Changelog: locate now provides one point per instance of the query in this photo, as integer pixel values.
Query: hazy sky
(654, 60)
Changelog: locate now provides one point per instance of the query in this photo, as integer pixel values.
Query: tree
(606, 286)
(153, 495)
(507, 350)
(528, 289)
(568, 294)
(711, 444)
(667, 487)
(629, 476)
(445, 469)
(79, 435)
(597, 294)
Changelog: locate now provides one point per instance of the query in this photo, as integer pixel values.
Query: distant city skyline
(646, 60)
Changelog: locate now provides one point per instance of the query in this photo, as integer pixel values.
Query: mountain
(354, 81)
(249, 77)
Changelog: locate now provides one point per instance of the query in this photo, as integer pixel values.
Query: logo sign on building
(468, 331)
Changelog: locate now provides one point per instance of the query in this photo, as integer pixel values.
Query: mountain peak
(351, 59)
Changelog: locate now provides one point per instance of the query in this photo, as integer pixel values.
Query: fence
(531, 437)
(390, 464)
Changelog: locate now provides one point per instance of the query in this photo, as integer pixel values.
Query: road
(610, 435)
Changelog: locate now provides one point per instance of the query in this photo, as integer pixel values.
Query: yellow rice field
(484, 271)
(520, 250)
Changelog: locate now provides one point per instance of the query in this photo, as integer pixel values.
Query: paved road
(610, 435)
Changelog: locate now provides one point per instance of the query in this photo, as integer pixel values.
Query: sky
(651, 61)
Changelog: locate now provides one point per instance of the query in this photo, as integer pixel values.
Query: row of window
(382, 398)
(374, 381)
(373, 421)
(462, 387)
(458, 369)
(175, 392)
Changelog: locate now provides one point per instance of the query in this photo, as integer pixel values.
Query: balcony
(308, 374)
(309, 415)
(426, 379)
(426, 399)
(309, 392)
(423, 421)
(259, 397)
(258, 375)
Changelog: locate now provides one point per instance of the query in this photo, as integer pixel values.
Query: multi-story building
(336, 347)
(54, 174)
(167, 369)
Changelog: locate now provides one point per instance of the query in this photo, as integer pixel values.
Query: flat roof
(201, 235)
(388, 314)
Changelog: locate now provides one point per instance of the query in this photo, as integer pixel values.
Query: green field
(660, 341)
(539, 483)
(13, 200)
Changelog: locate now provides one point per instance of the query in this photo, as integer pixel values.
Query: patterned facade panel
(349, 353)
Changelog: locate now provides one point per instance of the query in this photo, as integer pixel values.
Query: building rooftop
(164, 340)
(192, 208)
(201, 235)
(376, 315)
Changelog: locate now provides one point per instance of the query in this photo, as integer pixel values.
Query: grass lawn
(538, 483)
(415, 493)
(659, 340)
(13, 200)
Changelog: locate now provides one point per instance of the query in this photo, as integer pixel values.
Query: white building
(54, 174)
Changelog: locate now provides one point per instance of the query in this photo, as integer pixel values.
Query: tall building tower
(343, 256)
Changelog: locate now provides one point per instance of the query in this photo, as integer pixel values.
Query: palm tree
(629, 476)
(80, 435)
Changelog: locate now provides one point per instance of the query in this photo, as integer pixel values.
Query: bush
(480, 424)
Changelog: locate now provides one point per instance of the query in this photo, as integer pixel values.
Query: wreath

====

TASK DIRECTIONS:
Would you copy out each line exactly as written?

RESULT OF THE EXERCISE:
Changelog: locate now provides one point per instance of the query in this photo, as integer pixel values.
Query: hazy sky
(654, 60)
Changelog: locate now provides one point per instance of the query in this photo, as integer pixel values.
Query: tree
(606, 286)
(153, 495)
(507, 350)
(528, 289)
(568, 294)
(711, 444)
(667, 487)
(629, 476)
(445, 469)
(79, 435)
(597, 294)
Changelog: locate now provides one point per instance of the query in this photo, as integer pixel values.
Query: distant city skyline
(646, 60)
Changelog: locate now provides one point per instance of the query in this photo, as integer pixel values.
Query: mountain
(354, 81)
(249, 77)
Changelog: locate now provides one point per instance of the query in this photo, as integer pixel values.
Query: logo sign on building
(468, 331)
Changelog: locate now provides one point per instance of the query in this photo, as integer pixel values.
Query: mountain peak
(351, 59)
Changelog: locate now provides one point per instance of the query in this photo, as integer pixel values.
Query: fence
(531, 437)
(390, 464)
Changelog: locate now provides one point per instance of the query in this photo, as integer pixel values.
Query: road
(610, 435)
Changelog: locate now provides one point per instance of the query in this photo, as integer pixel values.
Query: yellow rice field
(484, 271)
(520, 250)
Changelog: locate now provides one point per instance of the query in this photo, as integer pixel values.
Query: paved road
(610, 435)
Changelog: locate now provides one point per instance of the query in this photo, as integer pixel values.
Query: sky
(651, 61)
Changelog: locate now provides one point per instance of the query in this photo, as integer pixel values.
Query: row of window
(382, 398)
(374, 381)
(373, 421)
(462, 387)
(458, 369)
(175, 392)
Changelog: locate now provides one point per instance of the query in this photo, as integer pixel values.
Query: balcony
(308, 374)
(309, 415)
(426, 379)
(426, 399)
(309, 392)
(423, 421)
(259, 397)
(258, 375)
Changelog: locate now provides one point per instance of the query in this photo, as integer pixel values.
Query: multi-story building
(336, 347)
(54, 174)
(167, 369)
Changelog: locate now provides one point per instance of the query in this photo, as integer pixel values.
Query: flat roof
(201, 235)
(388, 314)
Changelog: locate now provides one point per instance of the query in this photo, as integer pixel values.
Query: green field
(660, 341)
(539, 483)
(13, 200)
Changelog: locate now provides one point per instance of the query in this photo, as integer pixel values.
Query: patterned facade panel
(349, 353)
Changelog: locate now provides one point per instance of the query in this photo, as integer pixel values.
Query: building rooftop
(164, 340)
(192, 208)
(201, 235)
(376, 315)
Changelog: locate now provides one point per instance of the query in this photo, as integer pixel values.
Query: grass lawn
(538, 483)
(415, 493)
(659, 340)
(13, 200)
Changelog: locate now provides one point per instance of the query in this photo, as integer pixel values.
Query: white building
(54, 174)
Changelog: locate now provides one point per instance of the query in this photo, as integer pixel values.
Query: tall building tower
(343, 256)
Changelog: locate now provides one point per instance of the query in this photo, as integer pixel values.
Query: palm tree
(629, 476)
(80, 435)
Changelog: locate now provides one point per instance of the query in this photo, as integer pixel values.
Query: bush
(480, 424)
Changelog: locate now provides one point per instance of the query in this photo, as integer pixel values.
Query: wreath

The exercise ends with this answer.